* [OBJECTIVE]: Quote the line containing "point: chrome shower" and all lines that follow it in the listing below, exactly as written.

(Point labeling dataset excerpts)
[START]

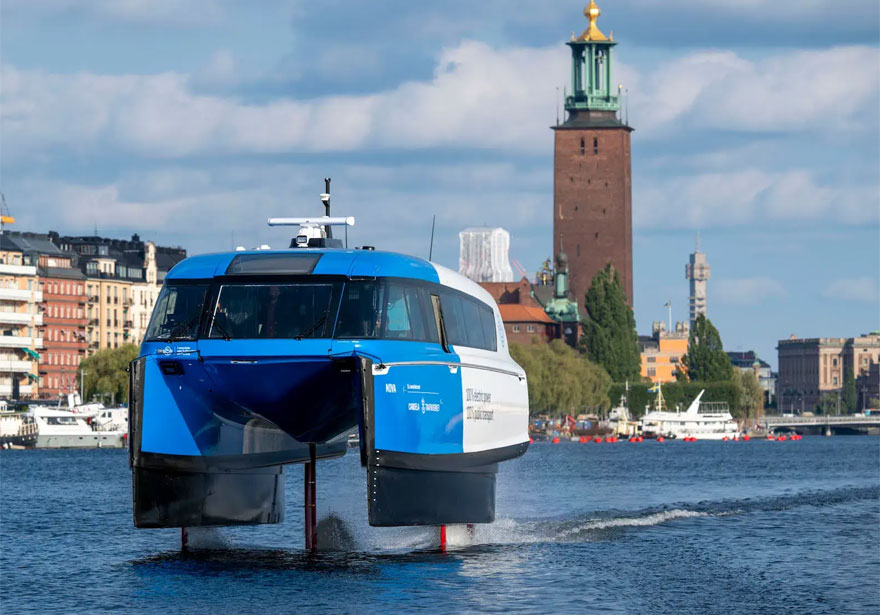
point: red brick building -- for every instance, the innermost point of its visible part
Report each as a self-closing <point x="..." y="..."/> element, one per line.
<point x="64" y="332"/>
<point x="524" y="318"/>
<point x="63" y="310"/>
<point x="592" y="184"/>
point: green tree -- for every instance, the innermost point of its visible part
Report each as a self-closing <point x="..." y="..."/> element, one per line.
<point x="706" y="360"/>
<point x="105" y="373"/>
<point x="561" y="381"/>
<point x="850" y="395"/>
<point x="827" y="404"/>
<point x="751" y="395"/>
<point x="610" y="337"/>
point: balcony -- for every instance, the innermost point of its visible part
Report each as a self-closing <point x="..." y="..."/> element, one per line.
<point x="17" y="294"/>
<point x="18" y="269"/>
<point x="14" y="366"/>
<point x="21" y="318"/>
<point x="20" y="341"/>
<point x="25" y="389"/>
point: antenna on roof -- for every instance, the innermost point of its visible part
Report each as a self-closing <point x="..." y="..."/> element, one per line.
<point x="325" y="198"/>
<point x="431" y="249"/>
<point x="316" y="232"/>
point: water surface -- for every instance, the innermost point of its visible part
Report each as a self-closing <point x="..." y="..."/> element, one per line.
<point x="705" y="527"/>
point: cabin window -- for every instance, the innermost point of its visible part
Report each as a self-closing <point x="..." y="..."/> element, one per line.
<point x="275" y="311"/>
<point x="386" y="309"/>
<point x="469" y="322"/>
<point x="177" y="313"/>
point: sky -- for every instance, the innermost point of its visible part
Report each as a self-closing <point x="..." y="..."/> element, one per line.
<point x="757" y="124"/>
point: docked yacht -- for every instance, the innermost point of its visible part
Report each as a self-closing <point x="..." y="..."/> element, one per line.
<point x="701" y="420"/>
<point x="59" y="428"/>
<point x="256" y="359"/>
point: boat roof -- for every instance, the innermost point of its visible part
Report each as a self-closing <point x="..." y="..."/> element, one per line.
<point x="324" y="261"/>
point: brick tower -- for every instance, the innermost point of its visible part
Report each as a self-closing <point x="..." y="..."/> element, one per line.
<point x="592" y="187"/>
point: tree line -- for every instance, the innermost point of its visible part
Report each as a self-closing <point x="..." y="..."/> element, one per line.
<point x="565" y="381"/>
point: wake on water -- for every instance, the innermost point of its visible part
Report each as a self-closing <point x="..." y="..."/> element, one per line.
<point x="335" y="533"/>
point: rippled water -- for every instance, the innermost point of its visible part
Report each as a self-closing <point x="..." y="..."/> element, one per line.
<point x="708" y="527"/>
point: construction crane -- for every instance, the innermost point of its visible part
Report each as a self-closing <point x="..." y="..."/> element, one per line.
<point x="5" y="217"/>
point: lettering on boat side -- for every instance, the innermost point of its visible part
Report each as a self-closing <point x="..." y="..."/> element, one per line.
<point x="476" y="410"/>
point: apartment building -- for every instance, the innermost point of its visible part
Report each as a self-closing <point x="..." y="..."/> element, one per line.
<point x="20" y="322"/>
<point x="661" y="352"/>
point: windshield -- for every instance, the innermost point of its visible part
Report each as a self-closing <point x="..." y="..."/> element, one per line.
<point x="177" y="312"/>
<point x="271" y="311"/>
<point x="388" y="310"/>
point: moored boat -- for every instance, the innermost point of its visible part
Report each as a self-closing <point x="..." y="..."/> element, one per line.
<point x="701" y="420"/>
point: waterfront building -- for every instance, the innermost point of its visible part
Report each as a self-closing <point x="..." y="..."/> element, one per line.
<point x="123" y="281"/>
<point x="62" y="309"/>
<point x="483" y="254"/>
<point x="20" y="322"/>
<point x="749" y="362"/>
<point x="524" y="318"/>
<point x="661" y="352"/>
<point x="592" y="185"/>
<point x="811" y="368"/>
<point x="697" y="271"/>
<point x="560" y="306"/>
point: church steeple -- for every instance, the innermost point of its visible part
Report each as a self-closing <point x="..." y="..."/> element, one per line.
<point x="591" y="88"/>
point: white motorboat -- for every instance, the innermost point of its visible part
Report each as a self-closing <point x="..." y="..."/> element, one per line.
<point x="57" y="428"/>
<point x="702" y="420"/>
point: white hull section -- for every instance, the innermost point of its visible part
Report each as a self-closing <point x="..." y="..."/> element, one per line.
<point x="94" y="440"/>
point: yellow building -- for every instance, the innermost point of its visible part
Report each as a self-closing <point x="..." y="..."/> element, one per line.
<point x="662" y="351"/>
<point x="109" y="300"/>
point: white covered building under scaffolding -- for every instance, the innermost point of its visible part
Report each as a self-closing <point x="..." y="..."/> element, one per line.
<point x="483" y="254"/>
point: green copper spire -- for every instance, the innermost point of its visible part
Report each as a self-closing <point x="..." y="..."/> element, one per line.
<point x="591" y="88"/>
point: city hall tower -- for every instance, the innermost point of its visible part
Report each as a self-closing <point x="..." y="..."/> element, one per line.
<point x="592" y="193"/>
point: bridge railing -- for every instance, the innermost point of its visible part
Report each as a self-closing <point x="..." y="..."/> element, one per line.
<point x="821" y="420"/>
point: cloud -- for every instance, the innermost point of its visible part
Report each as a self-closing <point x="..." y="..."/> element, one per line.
<point x="789" y="92"/>
<point x="479" y="97"/>
<point x="745" y="291"/>
<point x="392" y="207"/>
<point x="750" y="195"/>
<point x="863" y="290"/>
<point x="164" y="12"/>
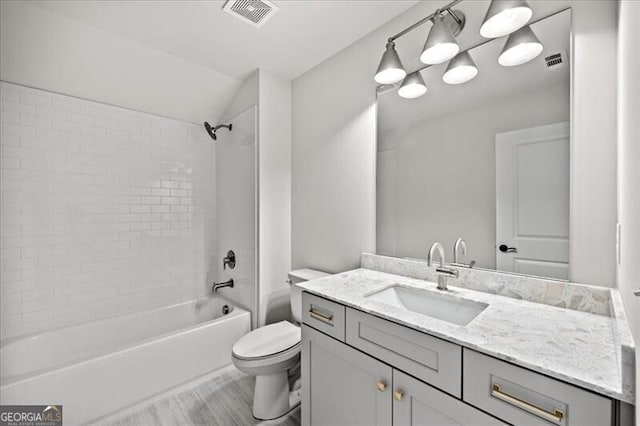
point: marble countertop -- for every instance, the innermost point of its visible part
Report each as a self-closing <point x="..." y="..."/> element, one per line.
<point x="576" y="347"/>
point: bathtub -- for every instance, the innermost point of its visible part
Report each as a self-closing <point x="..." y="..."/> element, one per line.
<point x="98" y="368"/>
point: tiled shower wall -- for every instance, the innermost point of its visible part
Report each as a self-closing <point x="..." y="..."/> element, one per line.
<point x="104" y="210"/>
<point x="236" y="206"/>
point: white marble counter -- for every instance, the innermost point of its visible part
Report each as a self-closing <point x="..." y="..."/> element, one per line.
<point x="576" y="347"/>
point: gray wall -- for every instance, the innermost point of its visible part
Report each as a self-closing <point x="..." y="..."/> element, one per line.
<point x="629" y="170"/>
<point x="334" y="141"/>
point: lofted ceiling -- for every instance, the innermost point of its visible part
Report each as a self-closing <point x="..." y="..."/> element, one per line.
<point x="299" y="36"/>
<point x="179" y="59"/>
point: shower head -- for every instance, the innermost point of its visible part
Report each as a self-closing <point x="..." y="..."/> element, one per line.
<point x="212" y="130"/>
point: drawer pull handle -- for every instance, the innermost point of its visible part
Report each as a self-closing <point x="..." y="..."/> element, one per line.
<point x="321" y="317"/>
<point x="555" y="417"/>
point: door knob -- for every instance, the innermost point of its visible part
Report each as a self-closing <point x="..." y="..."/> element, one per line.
<point x="506" y="249"/>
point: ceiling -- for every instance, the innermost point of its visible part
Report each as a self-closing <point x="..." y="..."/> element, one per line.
<point x="299" y="36"/>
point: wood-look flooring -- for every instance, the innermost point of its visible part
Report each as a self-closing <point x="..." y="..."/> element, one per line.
<point x="223" y="401"/>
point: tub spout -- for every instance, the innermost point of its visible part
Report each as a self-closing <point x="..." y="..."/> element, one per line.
<point x="217" y="286"/>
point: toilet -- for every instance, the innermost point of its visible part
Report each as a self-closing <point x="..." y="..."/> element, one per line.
<point x="272" y="354"/>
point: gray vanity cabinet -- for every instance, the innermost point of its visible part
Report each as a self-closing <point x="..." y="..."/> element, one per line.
<point x="342" y="386"/>
<point x="416" y="403"/>
<point x="359" y="369"/>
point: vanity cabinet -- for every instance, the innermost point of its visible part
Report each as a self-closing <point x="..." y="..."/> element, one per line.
<point x="343" y="386"/>
<point x="360" y="369"/>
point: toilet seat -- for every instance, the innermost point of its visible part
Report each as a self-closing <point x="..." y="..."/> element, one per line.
<point x="282" y="338"/>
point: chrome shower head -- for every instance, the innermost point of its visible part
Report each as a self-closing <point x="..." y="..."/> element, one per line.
<point x="212" y="130"/>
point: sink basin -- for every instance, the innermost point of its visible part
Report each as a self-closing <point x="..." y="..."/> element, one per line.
<point x="441" y="306"/>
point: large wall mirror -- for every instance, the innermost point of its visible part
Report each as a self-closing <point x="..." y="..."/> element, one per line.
<point x="487" y="160"/>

[END]

* [SOLUTION FOR THIS PROBLEM]:
point: chrome shower head -- for every instance, the innermost point of its visible part
Report each as a self-closing <point x="..." y="..."/> element, one per line.
<point x="212" y="130"/>
point: sink basin -- for every instance, the innermost point of its visible part
Report each as a self-closing <point x="..." y="..."/> element, one per line.
<point x="441" y="306"/>
point: large wall mirror -- for every instance, the innermost point of its visible part
Report each as a self-closing <point x="..." y="..."/> element, one per line.
<point x="487" y="160"/>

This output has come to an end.